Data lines

* * *

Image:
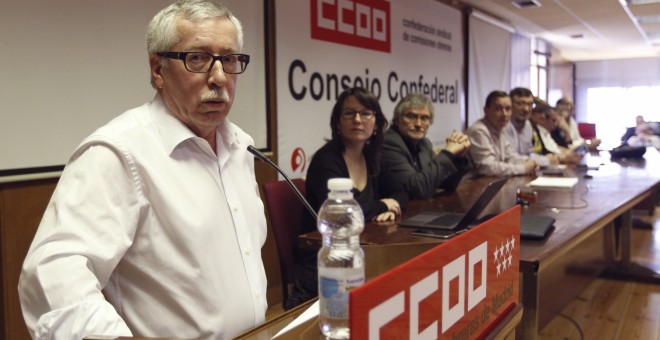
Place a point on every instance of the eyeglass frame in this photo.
(182, 56)
(413, 117)
(355, 113)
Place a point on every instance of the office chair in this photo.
(284, 211)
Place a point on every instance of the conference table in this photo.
(591, 234)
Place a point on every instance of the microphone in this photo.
(257, 154)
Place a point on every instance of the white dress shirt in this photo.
(149, 233)
(522, 142)
(548, 141)
(491, 152)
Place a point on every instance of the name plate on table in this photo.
(458, 290)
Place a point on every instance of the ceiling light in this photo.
(648, 19)
(524, 4)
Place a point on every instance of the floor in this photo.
(613, 309)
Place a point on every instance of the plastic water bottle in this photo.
(341, 259)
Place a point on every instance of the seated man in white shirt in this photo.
(490, 150)
(566, 111)
(156, 225)
(519, 131)
(544, 120)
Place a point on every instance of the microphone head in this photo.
(257, 153)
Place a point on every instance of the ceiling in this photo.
(582, 30)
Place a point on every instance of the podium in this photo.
(466, 287)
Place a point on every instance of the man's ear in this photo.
(156, 70)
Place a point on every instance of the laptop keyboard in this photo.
(446, 219)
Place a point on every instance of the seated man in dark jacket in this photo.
(408, 159)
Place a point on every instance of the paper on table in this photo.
(557, 183)
(311, 312)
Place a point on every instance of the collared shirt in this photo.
(491, 152)
(150, 233)
(548, 142)
(522, 142)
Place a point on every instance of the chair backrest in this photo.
(587, 130)
(285, 210)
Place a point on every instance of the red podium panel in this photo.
(460, 289)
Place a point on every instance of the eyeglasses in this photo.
(414, 117)
(201, 62)
(350, 114)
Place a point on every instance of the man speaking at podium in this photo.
(156, 224)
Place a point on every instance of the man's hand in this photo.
(530, 166)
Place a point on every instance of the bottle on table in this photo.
(341, 259)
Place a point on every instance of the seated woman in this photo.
(357, 123)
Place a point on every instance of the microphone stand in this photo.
(260, 156)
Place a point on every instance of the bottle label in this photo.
(334, 285)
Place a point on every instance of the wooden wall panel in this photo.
(21, 206)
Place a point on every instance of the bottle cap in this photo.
(340, 184)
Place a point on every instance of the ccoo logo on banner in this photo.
(360, 23)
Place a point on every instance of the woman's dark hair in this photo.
(375, 142)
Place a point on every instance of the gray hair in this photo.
(411, 102)
(162, 31)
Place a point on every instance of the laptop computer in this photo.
(451, 221)
(535, 227)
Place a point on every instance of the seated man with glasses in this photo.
(409, 162)
(490, 149)
(156, 225)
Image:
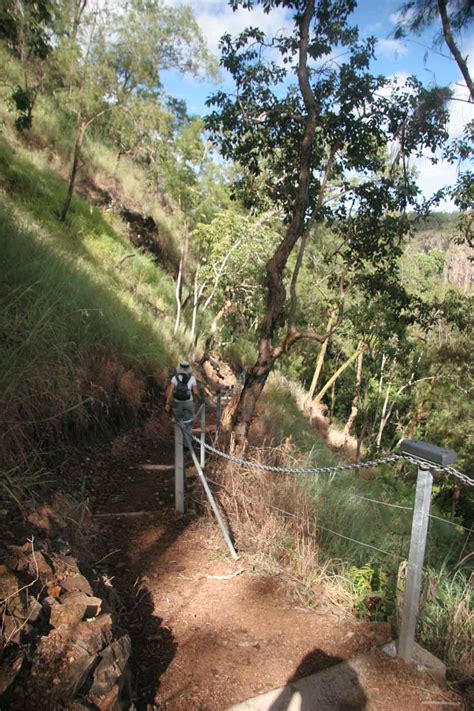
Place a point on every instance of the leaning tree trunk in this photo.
(355, 401)
(454, 49)
(81, 129)
(320, 360)
(276, 294)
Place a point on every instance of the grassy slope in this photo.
(82, 333)
(84, 340)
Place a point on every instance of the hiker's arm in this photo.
(169, 396)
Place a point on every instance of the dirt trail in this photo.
(208, 632)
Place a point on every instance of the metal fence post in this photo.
(218, 409)
(178, 469)
(419, 530)
(212, 502)
(203, 435)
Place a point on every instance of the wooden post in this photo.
(203, 435)
(419, 531)
(211, 500)
(425, 454)
(178, 470)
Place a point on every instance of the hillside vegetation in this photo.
(127, 244)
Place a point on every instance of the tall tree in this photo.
(454, 15)
(26, 28)
(303, 136)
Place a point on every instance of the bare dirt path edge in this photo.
(203, 636)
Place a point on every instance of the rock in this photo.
(45, 519)
(44, 569)
(92, 604)
(95, 635)
(75, 675)
(9, 668)
(31, 612)
(67, 614)
(8, 587)
(11, 631)
(76, 582)
(111, 667)
(109, 702)
(73, 608)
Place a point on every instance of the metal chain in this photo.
(334, 469)
(298, 470)
(438, 468)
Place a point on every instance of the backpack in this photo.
(181, 391)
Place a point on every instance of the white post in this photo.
(211, 500)
(419, 531)
(178, 469)
(218, 409)
(203, 435)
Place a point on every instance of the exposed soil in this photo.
(208, 632)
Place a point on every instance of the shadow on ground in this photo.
(336, 690)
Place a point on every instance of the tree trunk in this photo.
(276, 295)
(338, 372)
(320, 361)
(355, 400)
(363, 429)
(384, 418)
(81, 129)
(179, 279)
(448, 36)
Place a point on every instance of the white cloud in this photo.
(215, 19)
(390, 48)
(399, 17)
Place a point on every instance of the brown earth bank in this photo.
(206, 632)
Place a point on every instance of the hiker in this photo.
(180, 395)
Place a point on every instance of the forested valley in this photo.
(281, 243)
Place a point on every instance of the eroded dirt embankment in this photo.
(205, 632)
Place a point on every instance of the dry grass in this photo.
(271, 522)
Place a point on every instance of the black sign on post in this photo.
(429, 452)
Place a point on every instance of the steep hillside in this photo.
(88, 315)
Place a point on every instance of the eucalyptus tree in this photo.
(26, 29)
(455, 16)
(306, 116)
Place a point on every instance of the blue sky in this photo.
(413, 55)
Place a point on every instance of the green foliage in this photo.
(445, 625)
(63, 306)
(374, 591)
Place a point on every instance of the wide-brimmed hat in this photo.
(184, 368)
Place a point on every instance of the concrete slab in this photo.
(424, 661)
(334, 689)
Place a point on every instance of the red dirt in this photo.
(205, 641)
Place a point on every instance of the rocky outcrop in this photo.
(59, 645)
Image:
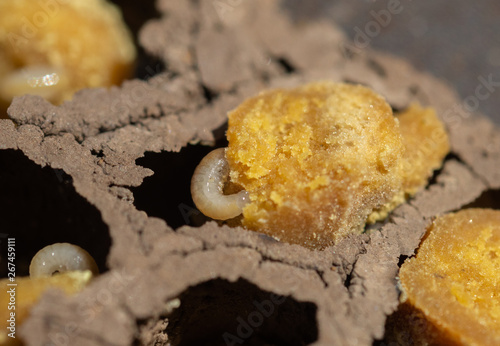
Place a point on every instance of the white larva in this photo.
(46, 81)
(207, 188)
(61, 257)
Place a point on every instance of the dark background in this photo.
(458, 40)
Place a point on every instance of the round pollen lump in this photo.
(316, 160)
(54, 48)
(451, 289)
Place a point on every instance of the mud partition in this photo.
(109, 169)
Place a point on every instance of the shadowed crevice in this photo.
(218, 312)
(39, 206)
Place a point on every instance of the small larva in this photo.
(207, 188)
(61, 257)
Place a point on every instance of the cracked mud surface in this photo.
(89, 163)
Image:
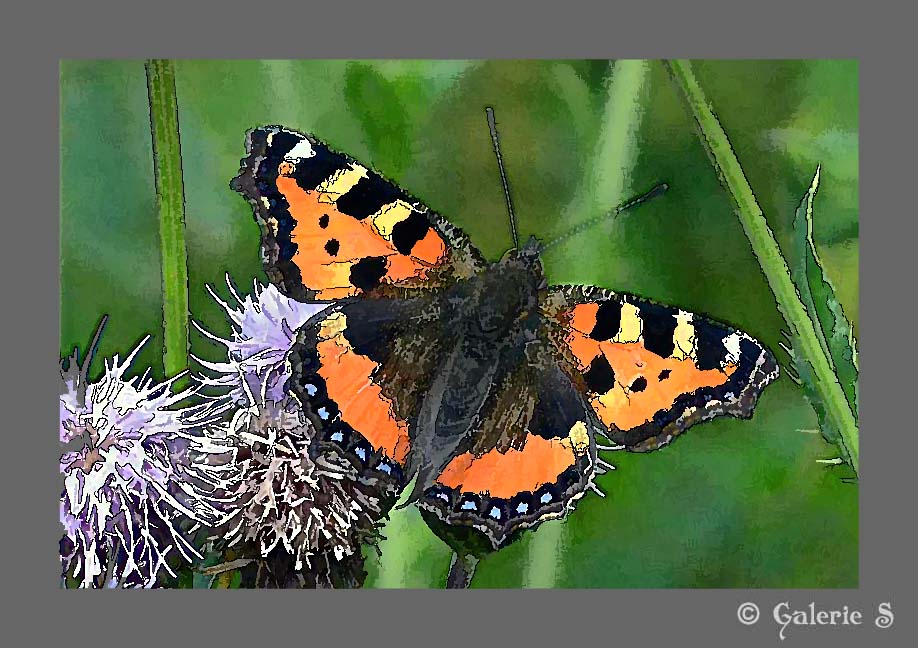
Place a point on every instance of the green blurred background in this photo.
(732, 503)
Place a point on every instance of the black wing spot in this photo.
(639, 384)
(367, 196)
(608, 321)
(658, 329)
(409, 231)
(600, 377)
(312, 171)
(366, 273)
(710, 350)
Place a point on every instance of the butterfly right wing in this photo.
(332, 228)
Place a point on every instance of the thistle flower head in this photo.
(264, 327)
(301, 512)
(306, 509)
(126, 492)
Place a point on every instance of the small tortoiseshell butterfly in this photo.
(480, 378)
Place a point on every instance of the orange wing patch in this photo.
(629, 382)
(505, 475)
(645, 383)
(331, 243)
(348, 379)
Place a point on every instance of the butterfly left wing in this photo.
(651, 371)
(536, 473)
(332, 228)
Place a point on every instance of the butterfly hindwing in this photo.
(651, 371)
(516, 485)
(331, 227)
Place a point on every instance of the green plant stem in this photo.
(170, 199)
(768, 253)
(604, 186)
(461, 571)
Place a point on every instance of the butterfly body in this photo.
(480, 379)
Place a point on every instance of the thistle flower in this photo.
(128, 484)
(263, 330)
(300, 512)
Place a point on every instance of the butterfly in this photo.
(488, 386)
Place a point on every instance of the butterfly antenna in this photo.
(83, 380)
(495, 139)
(659, 190)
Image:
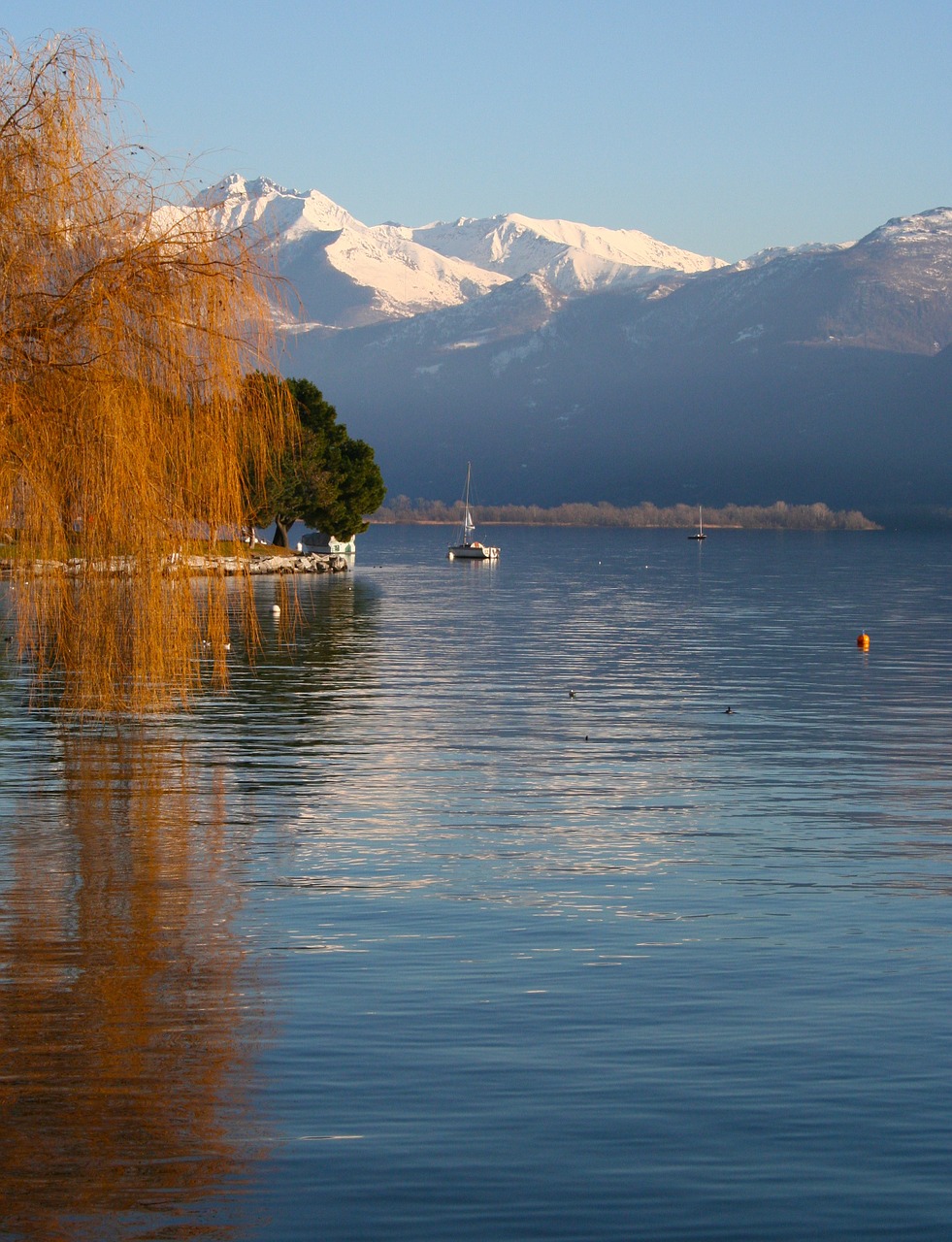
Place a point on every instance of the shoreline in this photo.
(198, 566)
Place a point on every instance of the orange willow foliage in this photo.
(125, 328)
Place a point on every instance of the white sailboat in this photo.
(466, 548)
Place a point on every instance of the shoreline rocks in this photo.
(222, 567)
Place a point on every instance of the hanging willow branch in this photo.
(125, 329)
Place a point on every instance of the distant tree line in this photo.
(748, 517)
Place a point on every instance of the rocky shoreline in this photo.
(217, 567)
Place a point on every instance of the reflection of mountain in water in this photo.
(125, 1030)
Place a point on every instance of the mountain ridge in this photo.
(815, 373)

* * *

> Given request
Transcribe the records above line for line, omitting the pictures.

> Reply
Image:
Place a point on every instance of the eyeglass frame in this photo.
(182, 56)
(413, 117)
(355, 113)
Place a point on every instance of the office chair in this photo.
(284, 211)
Place a point on every instance of the conference table in this photo.
(591, 234)
Place a point on every instance of the microphone in this photo.
(257, 154)
Place a point on every instance of the white dress shirt in this photo.
(149, 233)
(522, 142)
(548, 141)
(491, 152)
Place a point on every instance of the name plate on table in this photo.
(458, 290)
Place a point on every instance of the ceiling light in this photo.
(648, 19)
(524, 4)
Place a point on every instance of the floor in this photo.
(613, 309)
Place a point on every instance of the plastic water bottle in this photo.
(341, 259)
Place a point on every instance of the seated man in white shirt in this photo.
(490, 150)
(566, 111)
(156, 225)
(519, 131)
(544, 120)
Place a point on every instance of the microphone head in this photo.
(257, 153)
Place a point on every instance of the ceiling in this photo.
(582, 30)
Place a point on every instance of the podium in this photo.
(466, 287)
Place a point on every instance of the man's ear in this photo.
(156, 70)
Place a point on every instance of the laptop keyboard in this photo.
(446, 219)
Place a point on every instance of the seated man in dark jacket in this photo.
(408, 159)
Place a point on every instance of the paper on table in this photo.
(557, 183)
(311, 312)
Place a point on every instance of the collared shirt in this photo.
(491, 152)
(150, 233)
(548, 142)
(522, 142)
Place a point on every instance of the chair backrest in this photo.
(587, 130)
(285, 210)
Place a point on every instance of the red podium panel in this photo.
(460, 289)
Place a point on every instance of the eyeglasses in this photo.
(414, 117)
(201, 62)
(350, 114)
Place a point on every instance of the man speaking at podium in this photo.
(156, 224)
Place a point on every instance of the man's hand in this photo.
(530, 166)
Place a point on every instance of the bottle on table in this photo.
(341, 259)
Place a point on every instance of the seated woman in this photo.
(357, 123)
Place a point on every instance of the microphone stand in this photo.
(260, 156)
Place a point on every instance of the bottle label in this photo.
(334, 285)
Place a point on every instance of the wooden wall panel in this photo.
(21, 206)
Place a point on every instance of the bottle cap in this photo.
(340, 184)
Place a point on every instance of the ccoo logo on banner in this photo.
(360, 23)
Place a point on every instance of the woman's dark hair in this photo.
(375, 142)
Place a point on every instance of the gray hair in this photo.
(411, 102)
(162, 31)
Place a point on every instance of the laptop computer in this photo.
(451, 221)
(535, 227)
Place a point on every instance of the seated man with glasses in this photo.
(409, 162)
(490, 149)
(156, 225)
Image:
Place a point on every instance of the leaning tree trunk in this photo.
(355, 401)
(454, 49)
(81, 129)
(320, 360)
(276, 294)
Place a point on every instance of the grassy slope in this photo.
(82, 333)
(84, 340)
Place a point on every instance of the hiker's arm in this photo.
(169, 396)
Place a point on every instance of the dirt trail in this photo.
(208, 632)
Place a point on every instance of the metal fence post in this photo.
(218, 409)
(178, 469)
(419, 530)
(212, 502)
(203, 435)
Place a point on every instance of the wooden post in this photo.
(203, 435)
(419, 531)
(211, 500)
(425, 454)
(178, 470)
Place a point on every instance of the hillside vegetation in this photo.
(127, 244)
Place a point on every instance of the tall tree in this photo.
(454, 15)
(26, 28)
(303, 136)
Place a point on every instance of the bare dirt path edge in this photo.
(203, 636)
Place a point on every instance of the rock in this photo.
(45, 519)
(44, 569)
(92, 604)
(95, 635)
(75, 675)
(9, 668)
(31, 612)
(67, 614)
(8, 587)
(11, 631)
(76, 582)
(111, 667)
(109, 702)
(73, 608)
Place a point on every instance of the metal chain in this photo.
(334, 469)
(298, 470)
(438, 468)
Place a point on every instance of the backpack in this photo.
(181, 391)
Place a point on every instance of the white post in this photo.
(211, 500)
(419, 531)
(178, 469)
(218, 409)
(203, 435)
Place a point on every instance of the exposed soil in this photo.
(208, 632)
Place a point on every instance of the shadow on ground in this photo.
(336, 690)
Place a point on every instance of the tree trunk in this photo.
(276, 295)
(338, 372)
(320, 361)
(355, 400)
(363, 429)
(384, 418)
(81, 129)
(179, 279)
(448, 36)
Place a point on every instance of the white cloud in this photo.
(215, 19)
(390, 48)
(399, 17)
Place a point on every instance of the brown earth bank in this photo.
(206, 632)
Place a point on every instance of the hiker in this photo.
(180, 395)
Place a point on every instance of the forested valley in this photo.
(281, 243)
Place a point on every instance of the eroded dirt embankment in this photo.
(205, 632)
Place a point on every instance of the dry grass in this photo.
(271, 522)
Place a point on every instance of the black sign on post in this photo.
(429, 452)
Place a point on every instance of the steep hillside in this photo.
(88, 315)
Place a point on every instance of the eucalyptus tree in this photo.
(26, 29)
(455, 16)
(306, 116)
Place a point on every instance of the blue sky in this photo.
(413, 55)
Place a point on every instance of the green foliage in this photo.
(445, 625)
(63, 306)
(374, 591)
Place a point on every instance of the wide-brimmed hat in this photo.
(184, 368)
Place a point on every instance of the concrete slab in this photo.
(424, 661)
(334, 689)
Place a point on every instance of the red dirt in this photo.
(205, 641)
Place a point on every instance of the rocky outcrop in this photo.
(59, 645)
Image:
Place a point on every instance of the white larva in this photo.
(46, 81)
(207, 188)
(61, 257)
Place a point on every instance of the dark background in this photo.
(458, 40)
Place a point on every instance of the round pollen lump in this photo.
(316, 160)
(54, 48)
(451, 289)
Place a point on every instance of the mud partition in this photo.
(109, 169)
Place a point on every instance of the shadowed crevice in this photo.
(218, 312)
(39, 206)
Place a point on every instance of the small larva in this photo.
(207, 188)
(61, 257)
Place a point on every instance of the cracked mud surface in this photo.
(89, 163)
Image:
Place a point on every instance of the green blurred background in this photo.
(732, 503)
Place a point on every instance of the black wing spot in this photo.
(639, 384)
(367, 196)
(608, 321)
(658, 329)
(409, 231)
(600, 377)
(312, 171)
(366, 273)
(710, 350)
Place a point on every instance of the butterfly right wing in this photo.
(332, 228)
Place a point on every instance of the thistle flower head in this photo.
(264, 327)
(301, 512)
(306, 509)
(126, 492)
Place a point on every instance of the small tortoiseshell butterfly in this photo.
(480, 378)
Place a point on every instance of the orange wing patch in this photo.
(629, 382)
(505, 475)
(645, 383)
(331, 243)
(348, 379)
Place a point on every instance of the butterfly left wing in this photo.
(651, 371)
(536, 473)
(332, 228)
Place a point on every instance of the butterfly hindwing in this photo.
(651, 371)
(516, 485)
(331, 227)
Place a point on every instance of the green plant stem in this photo.
(170, 199)
(768, 253)
(604, 186)
(461, 571)
Place a point on every instance of the butterfly body in this photo.
(480, 379)
Place a point on every instance of the thistle flower in this photo.
(128, 484)
(263, 330)
(300, 512)
Place a point on every instance of the butterfly in this photo.
(488, 386)
Place a point on every instance of the butterfly antenna in this photo.
(83, 380)
(495, 139)
(659, 190)
Image:
Place a point on every instance of the shoreline in this photo.
(198, 566)
Place a point on every instance of the orange willow foliage in this photo.
(125, 328)
Place a point on every instance of the white sailboat in this photo.
(466, 548)
Place a point on every instance of the shoreline rocks in this photo.
(222, 567)
Place a point on every instance of the hanging willow branch in this photo.
(125, 329)
Place a point on every instance of the distant tree line in this photo.
(748, 517)
Place a point on every instance of the rocky shoreline in this photo.
(217, 567)
Place a point on every instance of the reflection of mountain in water in this photo.
(125, 1030)
Place a point on every instance of the mountain ridge in this photo.
(815, 373)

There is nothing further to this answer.